= Pratikramana =

Confession and repentance for transgressions in Jainism

Pratikramana (प्रतिक्रमण; also spelled Pratikraman) (lit. "introspection"), is a ritual during which Jains repent (prayaschit) for their sins and non-meritorious activities committed knowingly or inadvertently during their daily life through thought, speech or action.

Pratikramana also refers to a combition of six avashyaks (essential rituals), being Samayik (state of total equanimity), Chauvisantho (honoring the 24 Tirthankars), Vandana – (offering salutations to sadhus (monks) and sadhvis (nuns)), Pratikramana (introspection and repentance), Kayotsarga (meditation of the soul) and Pratyakhyan (renunciation).

Although frequency of repenting varies, devout Jains often practice Pratikraman at least twice a day. It is one of the 28 primary attributes (mūla guņa) of both Śvētāmbara and Digambara monks.

== Etymology ==
Pratikramana is the combination of two words, Pra meaning "return" and
atikramana meaning "violation". Literally, it means "returning from
violations".

==Types of Pratikramana==
There are five types of Pratikramana:
1. Devasi
2. Ray
3. Pakhi
4. Chaumasi
5. Samvatsari

=== Devasi Pratikraman ===
Devasi Pratikramana is performed daily in the evening.

=== Rayi Pratikraman ===
Rayi Pratikraman is performed in the early morning.

===Pakhi Pratikraman===
Pakhi Pratikramana is done once every fifteen days. It falls on 15th and 30th dates (sud and vad) of the Hindu calendar month.

Supplied material:

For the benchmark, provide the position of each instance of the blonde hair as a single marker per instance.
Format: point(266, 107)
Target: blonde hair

Aim of the exercise: Continue the Pratikramana text from the point where it stops.

Response below:
===Chaumasi Pratikraman===
Chaumasi Pratikramana is done once in four months on the Purnima (full moon) of the Kartik, Falgun and Aṣaṛh months of the Vira Nirvana Samvat calendrical year for the sins committed during that period.

=== Samvatsari Pratikramana===

Samvatsari Pratikraman is done once per year on the last day of Paryushana mahaparv for the sins committed during the whole year. As per holy Jain Agamas, Samvatsari Pratikaman is practiced on the 4th/5th day (sud) of Bhadarva month of the Hindu calendar.

Samvatsari Pratikraman includes all six things a Śrāvaka (householders) must do.

==Overview==
Jainism considers the soul, in its pure form, to have infinite perception, knowledge, and vigor, and to be non-attached. These attributes are not seen in a worldly soul because it is soiled with karmas. By following religious principles and activities, Jains believe they overcome karmas and promote liberation of the soul. There are various rituals, of which Pratikraman is the most important. During pratikraman, Jains repent for non-meritorious activities on a daily basis.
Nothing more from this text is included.